Tugas:
1) Jawab pertanyaan berikut berdasarkan teks tentang pohon matoa:
(a) Di jalan dan kota mana penulis tinggal?
(b) Berapa kali dalam setahun pohon matoa berbuah?
(c) Siapa yang memanen buah dari ranting yang menjulur keluar halaman?
2) Tolong sebutkan semua nama jalan, kota, dan wilayah yang muncul dalam teks tentang pohon matoa.
3) Tuliskan lanjutan teks tentang pohon matoa mulai dari kalimat terakhirnya.

Sumber:

Di lingkungan tempat tinggal saya jalan Toddopuli, Makassar, di rumah ujung jalan halamannya tumbuh pohon matoa. Rumah itu sudah lama kosong. Pemiliknya pindah ke kota lain waktu kami pindah ke lingkungan itu. Daunnya yang khas,mirip-mirip daun Kakao langsung memperkenalkan diri rasanya waktu pertama kali saya melihat kehadirannya (setelah beberapa minggu tinggal di sana): "hai!, saya matoa."
saya lalu memperkenalkannya kepada anak-anak saya: "ini pohon matoa."
Daging buahnya seperti rambutan. Juga sebesar rambutan. Tapi Matoa gundul. Kulitnya lebih tebal, warnanya hijau- coklat kemerahan. Lebih mirip klengkeng soal penampilan botaknya. Ada yang kering, seperti rambutan Rapia, ngelotok. Jenis seperti itu biasanya disebut Matoa kelapa. Ada yang lebih berair. Lalu dengan antusias saya dan anak-anak menunggu bersama musim berbuahnya. Matoa hanya berbuah setahun sekali.
"Menunggu musim buah pohon tetangga, bukan contoh yang baik." kata suamiku. "tapi ini matoa!", saya dan anak-anak sepakat. ngotot.
Waktu musim berbuah akhirnya datang, kami sering datang ke ujung jalan. mengawasinya dari luar pagar. Begitu sering kami ‘memantau’ sampai-sampai tukang-tukang becak yang mangkal di ujung jalan itu, akhirnya tertular pengetahuan tentang Matoa. Bahwa buah pohon itu bisa dimakan. Bahwa pohon itu datang dari Irian, -ketika percakapan kami terjadi, Papua masih di sebut Irian Jaya.
Kumpulan tukang becak itu juga yang mengkonfirmasi dugaan saya, bahwa pohon Matoa itu, dengan sengaja dibawa dan ditanam di sana. “Ooooo, iyo tawwa.. ini bapak lama memang tugas di Irian.”
Musim Matoa tiba, tapi buah yang menjadi tua dan berserakan di dalam halaman tidak pernah bisa kami cicipi. Rumah itu tidak pernah berpenghuni. Saya tidak pernah punya kesempatan, menyambangi tetangga di ujung jalan demi buah matoa. Buah Matoa yang gugur membusuk begitu saja. Sedang ranting yang menjulur keluar halaman, sudah dipanen oleh tukang-tukang becak itu.

Cuplikan Entri:
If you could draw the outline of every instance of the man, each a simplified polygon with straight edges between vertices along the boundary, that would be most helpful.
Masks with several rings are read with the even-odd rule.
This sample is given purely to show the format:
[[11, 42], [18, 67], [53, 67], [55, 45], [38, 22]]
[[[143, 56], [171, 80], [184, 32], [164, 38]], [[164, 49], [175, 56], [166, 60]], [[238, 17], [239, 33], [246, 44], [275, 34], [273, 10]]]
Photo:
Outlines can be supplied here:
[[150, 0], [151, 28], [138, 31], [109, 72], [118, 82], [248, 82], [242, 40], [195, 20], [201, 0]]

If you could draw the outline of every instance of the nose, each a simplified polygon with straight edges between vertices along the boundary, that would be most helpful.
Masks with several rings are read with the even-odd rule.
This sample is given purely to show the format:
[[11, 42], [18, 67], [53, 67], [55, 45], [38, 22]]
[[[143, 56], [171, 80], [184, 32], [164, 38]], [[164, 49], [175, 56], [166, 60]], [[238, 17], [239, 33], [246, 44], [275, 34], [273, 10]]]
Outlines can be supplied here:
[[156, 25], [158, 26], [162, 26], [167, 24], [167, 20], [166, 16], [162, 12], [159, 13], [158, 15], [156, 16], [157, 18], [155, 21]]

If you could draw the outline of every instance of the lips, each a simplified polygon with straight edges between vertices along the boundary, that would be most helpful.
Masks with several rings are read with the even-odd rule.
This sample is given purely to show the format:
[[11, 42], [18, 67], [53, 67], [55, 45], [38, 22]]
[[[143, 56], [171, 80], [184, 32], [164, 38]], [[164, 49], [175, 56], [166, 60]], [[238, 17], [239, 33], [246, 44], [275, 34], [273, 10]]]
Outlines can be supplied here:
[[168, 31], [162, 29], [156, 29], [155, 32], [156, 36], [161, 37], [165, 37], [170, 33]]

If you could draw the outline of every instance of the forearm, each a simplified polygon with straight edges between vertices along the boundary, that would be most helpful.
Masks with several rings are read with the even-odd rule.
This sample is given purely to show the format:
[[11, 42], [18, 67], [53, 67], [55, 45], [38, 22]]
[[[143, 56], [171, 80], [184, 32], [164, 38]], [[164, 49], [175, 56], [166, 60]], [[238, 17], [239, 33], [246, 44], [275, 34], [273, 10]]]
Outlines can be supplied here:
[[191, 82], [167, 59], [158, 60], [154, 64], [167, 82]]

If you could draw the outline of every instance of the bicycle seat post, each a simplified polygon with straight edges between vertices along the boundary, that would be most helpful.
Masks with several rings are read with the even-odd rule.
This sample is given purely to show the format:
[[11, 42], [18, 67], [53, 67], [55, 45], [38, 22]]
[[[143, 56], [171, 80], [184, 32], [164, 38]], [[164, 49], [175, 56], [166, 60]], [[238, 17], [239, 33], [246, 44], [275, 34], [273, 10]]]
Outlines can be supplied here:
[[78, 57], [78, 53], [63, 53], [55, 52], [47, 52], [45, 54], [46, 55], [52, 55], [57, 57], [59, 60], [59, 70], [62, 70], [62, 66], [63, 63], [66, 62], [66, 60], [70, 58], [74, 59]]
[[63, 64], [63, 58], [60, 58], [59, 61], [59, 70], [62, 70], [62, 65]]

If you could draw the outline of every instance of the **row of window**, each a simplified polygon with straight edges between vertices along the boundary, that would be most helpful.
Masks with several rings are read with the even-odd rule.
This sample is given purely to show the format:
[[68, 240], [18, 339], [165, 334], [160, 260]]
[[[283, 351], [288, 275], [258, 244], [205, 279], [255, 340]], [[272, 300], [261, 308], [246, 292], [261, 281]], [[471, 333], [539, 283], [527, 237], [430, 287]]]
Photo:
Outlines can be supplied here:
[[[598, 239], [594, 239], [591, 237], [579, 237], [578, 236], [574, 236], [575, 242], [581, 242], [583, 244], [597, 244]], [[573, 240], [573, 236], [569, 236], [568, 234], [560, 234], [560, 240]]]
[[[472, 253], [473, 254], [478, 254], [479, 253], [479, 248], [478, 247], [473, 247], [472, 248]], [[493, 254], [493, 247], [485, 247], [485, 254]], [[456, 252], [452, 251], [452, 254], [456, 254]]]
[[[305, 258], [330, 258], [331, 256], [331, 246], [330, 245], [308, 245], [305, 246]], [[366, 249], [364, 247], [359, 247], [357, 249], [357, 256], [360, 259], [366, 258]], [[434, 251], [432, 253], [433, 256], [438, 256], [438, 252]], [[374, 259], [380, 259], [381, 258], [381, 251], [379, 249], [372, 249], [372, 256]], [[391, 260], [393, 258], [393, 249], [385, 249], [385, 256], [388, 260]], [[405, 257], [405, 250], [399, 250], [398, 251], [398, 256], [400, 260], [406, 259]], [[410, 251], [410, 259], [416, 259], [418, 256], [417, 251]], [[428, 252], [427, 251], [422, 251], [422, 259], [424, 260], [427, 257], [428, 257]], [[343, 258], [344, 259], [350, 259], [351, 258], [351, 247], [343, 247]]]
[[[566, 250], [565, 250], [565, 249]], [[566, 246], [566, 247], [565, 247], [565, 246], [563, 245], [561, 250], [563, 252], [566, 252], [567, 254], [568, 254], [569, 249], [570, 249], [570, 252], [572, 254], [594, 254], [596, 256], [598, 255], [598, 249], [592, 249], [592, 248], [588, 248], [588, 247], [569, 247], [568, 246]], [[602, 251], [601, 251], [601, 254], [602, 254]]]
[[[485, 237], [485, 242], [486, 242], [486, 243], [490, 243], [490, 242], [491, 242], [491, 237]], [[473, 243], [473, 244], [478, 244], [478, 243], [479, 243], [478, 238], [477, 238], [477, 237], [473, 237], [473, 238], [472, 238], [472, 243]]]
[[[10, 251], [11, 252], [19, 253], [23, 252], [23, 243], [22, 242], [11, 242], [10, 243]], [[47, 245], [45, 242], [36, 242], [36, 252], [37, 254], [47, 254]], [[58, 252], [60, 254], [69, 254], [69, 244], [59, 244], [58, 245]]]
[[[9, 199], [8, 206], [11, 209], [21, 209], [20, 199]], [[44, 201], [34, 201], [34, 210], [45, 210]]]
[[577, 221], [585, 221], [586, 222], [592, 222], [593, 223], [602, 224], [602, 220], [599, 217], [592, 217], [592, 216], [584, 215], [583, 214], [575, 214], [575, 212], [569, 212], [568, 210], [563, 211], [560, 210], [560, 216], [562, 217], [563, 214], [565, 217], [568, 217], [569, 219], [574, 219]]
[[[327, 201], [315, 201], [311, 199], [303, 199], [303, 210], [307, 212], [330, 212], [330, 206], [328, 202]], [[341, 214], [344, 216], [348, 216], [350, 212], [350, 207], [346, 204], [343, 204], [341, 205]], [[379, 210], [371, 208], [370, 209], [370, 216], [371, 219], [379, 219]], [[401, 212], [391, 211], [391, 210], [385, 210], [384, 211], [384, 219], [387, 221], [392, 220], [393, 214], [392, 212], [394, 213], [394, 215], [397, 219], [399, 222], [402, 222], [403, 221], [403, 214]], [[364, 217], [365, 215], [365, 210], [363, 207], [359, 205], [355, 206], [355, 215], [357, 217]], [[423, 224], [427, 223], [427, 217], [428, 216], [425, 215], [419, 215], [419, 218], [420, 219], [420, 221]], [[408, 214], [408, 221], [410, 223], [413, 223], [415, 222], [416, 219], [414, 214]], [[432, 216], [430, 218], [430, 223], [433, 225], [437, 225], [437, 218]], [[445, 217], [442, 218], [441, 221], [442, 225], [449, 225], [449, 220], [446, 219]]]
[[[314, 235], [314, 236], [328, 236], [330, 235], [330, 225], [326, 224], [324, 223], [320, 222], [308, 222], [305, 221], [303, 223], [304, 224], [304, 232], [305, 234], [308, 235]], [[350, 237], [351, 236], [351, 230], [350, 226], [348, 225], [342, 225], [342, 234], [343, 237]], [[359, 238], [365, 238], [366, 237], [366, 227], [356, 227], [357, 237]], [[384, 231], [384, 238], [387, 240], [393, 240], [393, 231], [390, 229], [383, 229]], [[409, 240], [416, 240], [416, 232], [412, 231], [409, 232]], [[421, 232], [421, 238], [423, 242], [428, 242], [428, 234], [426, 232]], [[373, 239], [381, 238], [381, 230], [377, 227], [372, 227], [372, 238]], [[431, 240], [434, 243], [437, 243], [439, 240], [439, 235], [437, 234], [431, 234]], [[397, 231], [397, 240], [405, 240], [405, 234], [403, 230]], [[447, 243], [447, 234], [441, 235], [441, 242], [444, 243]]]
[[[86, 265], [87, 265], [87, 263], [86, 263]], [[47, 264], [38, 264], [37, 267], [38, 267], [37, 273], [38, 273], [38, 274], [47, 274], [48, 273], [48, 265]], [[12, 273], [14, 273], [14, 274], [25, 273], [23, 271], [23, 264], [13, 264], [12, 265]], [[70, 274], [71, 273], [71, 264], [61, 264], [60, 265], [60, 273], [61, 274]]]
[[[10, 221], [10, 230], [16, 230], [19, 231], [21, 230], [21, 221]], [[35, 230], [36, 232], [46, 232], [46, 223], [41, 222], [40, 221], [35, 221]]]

Jawaban per Tugas:
1)
(a) Jalan Toddopuli, Makassar.
(b) Sekali setahun.
(c) Tukang-tukang becak yang mangkal di ujung jalan.

2) Toddopuli, Makassar, Irian, Papua, Irian Jaya

3)
Enam musim matoa berlalu, saya tidak pernah kebagian buah jatuh pohon matoa di ujung jalan. Karena setelah musim pertama tiba, kumpulan tukang becak itu tentu lebih mampu memanen tangkai buah masak. “Memang enak ki bu!” beberapa dari mereka berbaik memberitahu, ketika saya kebetulan lewat, dan kepergok memandangi pohon itu.
Pohon matoa ditebang, ketika rumah itu beralih pemilik. Kelihatannya pohon matoa tidak mengakomodir rancang bangun rumah sang pemilik baru. Tempat pohon itu tumbuh dulu, sekarang jadi pelataran beton. Rumah itu tidak menyimpan pohon apapun sekarang. Dulu selain Matoa ada dua pohon mangga. Mungkin pertimbangan estetis disain tumah itu, tidak memperhitungkan halaman dengan beberapa pohon di dalamnya. Jadi pohon harus ditebang.
Pohon Matoa di ujung jalan itu, muncul dalam ingatan saya ketika menemukan postingan foto kawan saya, dengan keterangan: “ULANG TAHUN KOTA JAYAPURA yg ke 50, Gouverneur Plattel plan een MATOA BOOM op het plain voor de HERDEN KINGS MUUR.. (terjemahanannya kira-kira..Gubernur Plattel menanam pohon Matoa di pelataran depan Tembok Herden Kings (Taman Imbi). lalu teman saya menambahkan: " Sayangnya pohon matoa dan tugu Hollandia 50 Jar yg ada di Taman IMBI ini ditebang dan di bongkar kemudian di ganti dengan Patung Mas Yos soedarso.......”
Postingan foto kawan saya itu, menunjukkan pilihan sebuah pemerintahan, yang mewakili kebijakan, kekuasaan, dan kemampuan berbuat lain untuk sebuah kota. Ketika dihadapkan pada sebuah tawaran, pada suatu masa, pemerintah memilih untuk menyingkirkan sebuah pohon matoa sebagai icon kota, menggantikannya dengan sebuah tugu. Itu diikuti oleh keharusan menggantikan kerindangan dengan lantai semen. Rangkaian tindakan ini terlihat sebagai sesuatu yang terelakan.
Beton, gedung tinggi, ruko begitu identik dengan kemajuan, pembangunan. Tapi benarkah begitu? Benarkah semakin luas wilayah pembetonan, pembersihan lahan dari pohonan, semakin dekat kita dengan julukan ‘maju’? 'berkembang'? 'developed'?
Betapa berbeda pilihan itu dengan kebijakan pembagunan berwawasan hijau yang saya lihat di Singapore sebagai pelancong. Tidak jauh, kota itu. Ah, maaf. Negara. Tidak jauh negara itu. Hanya 2 jam terbang dari Makassar, 3 jam kalau singgah di Jakarta.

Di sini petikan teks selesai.